Start of PASSAGE

Physics and economics are two disciplines which have quite a lot in common – they’re both mathematical in character, many of their practitioners are not short of intellectual self-confidence – and they both have imperialist tendencies towards their neighbouring disciplines. So the interaction between the two fields should be, if nothing else, interesting.

The origins of econophysics

The most concerted attempt by physicists to colonise an area of economics is in the area of the behaviour of financial markets – in the field which calls itself “econophysics”. Actually at its origins, the traffic went both ways – the mathematical theory of random walks that Einstein developed to explain the phenomenon of Brownian motion had been anticipated by the French mathematician Bachelier, who derived the theory to explain the movements of stock markets. Much later, the economic theory that markets are efficient brought this line of thinking back into vogue – it turns out that financial markets can be quite often modelled as simple random walks – but not quite always. The random steps that markets take aren’t drawn from a Gaussian distribution – the distribution has “fat tails”, so rare events – like big market crashes – aren’t anywhere like as rare as simple theories assume.

Empirically, it turns out that the distributions of these rare events can sometimes be described by power laws. In physics power laws are associated with what are known as critical phenomena – behaviours such as the transition from a liquid to a gas or from a magnet to a non-magnet. These phenomena are characterised by a certain universality, in the sense that the quantitative laws – typically power laws – that describe the large scale behaviour of these systems doesn’t strongly depend on the details of the individual interactions between the elementary objects (the atoms and molecules, in the case of magnetism and liquids) whose interaction leads collectively to the larger scale phenomenon we’re interested in.

End of PASSAGE

▶ [TASKS TO PERFORM]:
**a.** Pull out the part of the econophysics passage between "The most concerted" and "simple theories assume.", inclusive, copying it word for word.
**b.** Please continue the econophysics passage from where it stops.

Start of RECORD EXTRACTS

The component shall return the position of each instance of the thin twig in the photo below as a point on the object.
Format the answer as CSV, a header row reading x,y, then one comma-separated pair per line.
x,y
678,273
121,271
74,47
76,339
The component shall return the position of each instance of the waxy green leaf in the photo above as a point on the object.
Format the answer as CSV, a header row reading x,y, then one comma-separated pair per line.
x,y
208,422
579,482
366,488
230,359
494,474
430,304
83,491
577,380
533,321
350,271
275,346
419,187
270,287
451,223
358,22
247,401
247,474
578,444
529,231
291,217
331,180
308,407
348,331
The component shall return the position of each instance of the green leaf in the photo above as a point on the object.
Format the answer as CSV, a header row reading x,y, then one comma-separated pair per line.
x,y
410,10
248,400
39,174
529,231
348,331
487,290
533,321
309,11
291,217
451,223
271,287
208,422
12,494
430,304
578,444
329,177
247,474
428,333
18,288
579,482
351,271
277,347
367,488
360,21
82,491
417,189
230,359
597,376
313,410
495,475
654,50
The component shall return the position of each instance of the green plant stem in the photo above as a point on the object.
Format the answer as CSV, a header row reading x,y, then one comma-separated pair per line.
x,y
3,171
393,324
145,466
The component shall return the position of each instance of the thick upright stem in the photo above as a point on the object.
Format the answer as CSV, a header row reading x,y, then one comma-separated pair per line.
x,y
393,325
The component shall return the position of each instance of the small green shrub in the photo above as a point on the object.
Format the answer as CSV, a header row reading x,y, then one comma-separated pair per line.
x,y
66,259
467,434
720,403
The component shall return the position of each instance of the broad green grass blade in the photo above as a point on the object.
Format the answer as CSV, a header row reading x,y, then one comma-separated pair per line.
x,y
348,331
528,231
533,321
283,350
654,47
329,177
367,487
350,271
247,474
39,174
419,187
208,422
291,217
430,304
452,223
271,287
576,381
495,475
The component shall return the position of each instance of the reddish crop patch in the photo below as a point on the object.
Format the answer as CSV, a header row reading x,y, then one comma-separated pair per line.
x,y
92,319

End of RECORD EXTRACTS

▶ [OUTPUTS FOR THE TASKS]:
**a.**
The most concerted attempt by physicists to colonise an area of economics is in the area of the behaviour of financial markets – in the field which calls itself “econophysics”. Actually at its origins, the traffic went both ways – the mathematical theory of random walks that Einstein developed to explain the phenomenon of Brownian motion had been anticipated by the French mathematician Bachelier, who derived the theory to explain the movements of stock markets. Much later, the economic theory that markets are efficient brought this line of thinking back into vogue – it turns out that financial markets can be quite often modelled as simple random walks – but not quite always. The random steps that markets take aren’t drawn from a Gaussian distribution – the distribution has “fat tails”, so rare events – like big market crashes – aren’t anywhere like as rare as simple theories assume.

**b.**
For “econophysicists” – whose background often has been in the study of critical phenomenon – it is natural to try and situate theories of the movements of financial markets in this tradition, finding analogies with other places where power laws can be found, such as the distribution of earthquake sizes and the behaviour of sand-piles. In terms of physicists’ actual impact on participants in financial markets, though, there’s a paradox. Many physicists have found (often very lucrative) employment as quantitative traders, but the theories that academic physicists have developed to describe these markets haven’t made much impact on the practitioners of financial economics, who have their own models to describe market movements.

Other ideas from physics have made their way into discussions about economics. Much of classical economics depends on ideas like the “representative household” or the “representative firm”. Physicists with a background in statistical mechanics recognise this sort of approach as akin to a “mean field theory”. The idea that a complex system is well represented by its average member is one that can be quite fruitful, but in some important circumstances fails – and fails badly – because the fluctuations around the average become as important as the average itself. This motivates the idea of agent based models, to which physicists bring the hope that even simple “toy” models can bring insight. The Schelling model is one such very simple model that came from economics, but which has a formal similarity with some important models in physics. The study of networks is another place where one learns that the atypical can be disproportionately important.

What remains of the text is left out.